:: Records

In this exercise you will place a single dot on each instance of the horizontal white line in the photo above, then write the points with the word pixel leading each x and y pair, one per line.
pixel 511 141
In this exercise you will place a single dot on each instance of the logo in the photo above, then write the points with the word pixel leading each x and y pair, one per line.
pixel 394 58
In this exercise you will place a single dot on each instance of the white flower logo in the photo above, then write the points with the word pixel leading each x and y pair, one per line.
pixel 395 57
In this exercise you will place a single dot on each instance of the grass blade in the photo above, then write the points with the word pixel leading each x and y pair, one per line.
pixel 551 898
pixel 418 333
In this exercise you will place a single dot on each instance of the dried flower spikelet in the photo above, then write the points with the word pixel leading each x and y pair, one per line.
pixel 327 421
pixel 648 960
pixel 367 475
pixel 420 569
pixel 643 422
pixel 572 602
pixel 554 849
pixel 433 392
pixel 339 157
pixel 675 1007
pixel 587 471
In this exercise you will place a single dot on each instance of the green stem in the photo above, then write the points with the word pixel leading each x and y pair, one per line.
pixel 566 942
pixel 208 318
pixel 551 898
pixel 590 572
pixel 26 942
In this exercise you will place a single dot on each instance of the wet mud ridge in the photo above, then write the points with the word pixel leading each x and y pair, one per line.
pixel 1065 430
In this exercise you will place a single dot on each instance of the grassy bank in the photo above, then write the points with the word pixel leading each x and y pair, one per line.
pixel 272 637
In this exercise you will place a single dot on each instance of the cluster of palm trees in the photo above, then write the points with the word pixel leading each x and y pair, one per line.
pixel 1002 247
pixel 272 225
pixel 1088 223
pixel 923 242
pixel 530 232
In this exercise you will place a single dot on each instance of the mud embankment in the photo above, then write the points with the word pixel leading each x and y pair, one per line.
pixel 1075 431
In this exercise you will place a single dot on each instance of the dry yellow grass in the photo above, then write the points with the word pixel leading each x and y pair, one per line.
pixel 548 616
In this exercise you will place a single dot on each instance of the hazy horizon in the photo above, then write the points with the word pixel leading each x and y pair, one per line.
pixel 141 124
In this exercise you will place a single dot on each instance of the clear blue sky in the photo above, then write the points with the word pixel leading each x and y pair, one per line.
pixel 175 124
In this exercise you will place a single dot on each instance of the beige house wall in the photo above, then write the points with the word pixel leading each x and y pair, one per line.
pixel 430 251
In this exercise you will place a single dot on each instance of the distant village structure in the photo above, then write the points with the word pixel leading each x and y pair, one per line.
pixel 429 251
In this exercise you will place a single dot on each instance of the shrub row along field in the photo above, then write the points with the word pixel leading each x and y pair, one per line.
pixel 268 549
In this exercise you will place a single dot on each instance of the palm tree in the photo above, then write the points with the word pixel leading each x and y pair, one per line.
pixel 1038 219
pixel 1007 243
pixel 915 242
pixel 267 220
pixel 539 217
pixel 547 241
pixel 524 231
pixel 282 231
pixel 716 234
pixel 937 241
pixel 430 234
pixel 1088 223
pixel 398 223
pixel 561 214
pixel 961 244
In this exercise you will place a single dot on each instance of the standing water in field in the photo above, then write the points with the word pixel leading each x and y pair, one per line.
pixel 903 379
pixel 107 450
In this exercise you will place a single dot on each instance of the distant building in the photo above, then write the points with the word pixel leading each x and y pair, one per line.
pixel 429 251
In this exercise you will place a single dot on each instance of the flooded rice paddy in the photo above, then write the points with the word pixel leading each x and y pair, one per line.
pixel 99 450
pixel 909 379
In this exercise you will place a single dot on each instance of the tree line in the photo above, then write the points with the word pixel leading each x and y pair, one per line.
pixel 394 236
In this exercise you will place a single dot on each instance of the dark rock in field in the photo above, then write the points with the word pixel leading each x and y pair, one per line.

::::

What the task requires: Write the data out again. Match it word for word.

Expected output:
In this exercise you will place a single dot on each instance of the horizontal white line in the photo above, then write the points with the word pixel leading each x and y pair, one per line.
pixel 511 141
In this exercise you will place a single dot on each instance of the logo in the photo above, then write the points with the word pixel leading each x and y pair, one per line.
pixel 394 58
In this exercise you will place a single dot on each instance of the white flower logo in the photo above, then write the points with the word pixel leading each x and y pair, one per line.
pixel 395 57
In this exercise you will place a single dot on each instance of the grass blade in the photo above, then write the points with the word pixel leading each x and y pair, one per line.
pixel 551 898
pixel 418 333
In this exercise you will place a single dot on each instance of the dried flower spikelet in the photo above, then write the points with the word pixel leading each x and y pair, one per line.
pixel 327 421
pixel 648 960
pixel 367 475
pixel 420 569
pixel 643 422
pixel 572 602
pixel 554 849
pixel 433 392
pixel 339 157
pixel 675 1007
pixel 587 471
In this exercise you will place a single dot on each instance of the green stem in the photo above, then write the points with the word pixel leading each x and y pair, one per line.
pixel 566 942
pixel 208 318
pixel 551 898
pixel 590 572
pixel 26 942
In this exercise you will place a single dot on each instance of the wet mud ridge in the photo above, then write the points with the word pixel leading each x and y pair, one per line.
pixel 1065 430
In this exercise you will place a single dot on each instance of the grassy bank in the photo above, then write the points with the word pixel leading each x and y pair, one per line.
pixel 272 637
In this exercise you will place a single dot on each instance of the cluster of palm trees in the photo above, then write the points with the word pixel leading each x and y pair, one per line.
pixel 1002 247
pixel 272 225
pixel 1088 223
pixel 923 242
pixel 530 232
In this exercise you will place a single dot on each instance of the mud embankment in the photo above, then write the points with the word pixel leading each x and y pair, one per line.
pixel 1075 431
In this exercise you will place a single dot on each instance of the dry yellow grass in the photo above, then write the points with the word pixel leading each x and y pair, one per line.
pixel 548 616
In this exercise you will place a single dot on each instance of the hazy horizon in the photo above, then write the points with the word pixel leading each x and y pair, one per line.
pixel 141 124
In this exercise you will place a single dot on each instance of the clear blue sky in the photo above, then write the points with the word pixel leading each x and y pair, one per line.
pixel 175 124
In this exercise you will place a single dot on each instance of the beige house wall in the photo above, then write the points with the word pixel leading each x and y pair, one per line.
pixel 430 251
In this exercise you will place a single dot on each instance of the distant village structure in the photo above, then write the points with the word pixel leading each x and y pair, one per line.
pixel 429 251
In this exercise you will place a single dot on each instance of the shrub row along field in the photo above, then write the points with the word pixel leading each x and y pair, one per line.
pixel 268 549
In this exercise you will place a single dot on each instance of the palm tree in the photo above, then write the points with the word pixel leading each x and y pair, one per line.
pixel 1038 219
pixel 1007 243
pixel 915 242
pixel 267 220
pixel 539 217
pixel 547 241
pixel 524 231
pixel 282 231
pixel 716 234
pixel 937 241
pixel 430 234
pixel 1088 223
pixel 398 223
pixel 561 214
pixel 961 244
In this exercise you will place a single dot on each instance of the standing water in field in the photo above, then write the points with the word pixel leading each x and y pair, one per line.
pixel 903 379
pixel 107 450
In this exercise you will place a single dot on each instance of the distant building in the photo above, then write the points with the word pixel leading each x and y pair, one per line.
pixel 429 251
In this exercise you will place a single dot on each instance of the flooded rice paddy in the photo above, then write the points with the word pixel leading each x and y pair, one per line.
pixel 99 450
pixel 909 379
In this exercise you will place a single dot on each instance of the tree line in the photo above, then write the points with the word pixel leading each x and y pair, one per line.
pixel 394 236
In this exercise you will place a single dot on each instance of the dark rock in field in the photo above, then write the points with the word pixel leading each x and y pair, one per line.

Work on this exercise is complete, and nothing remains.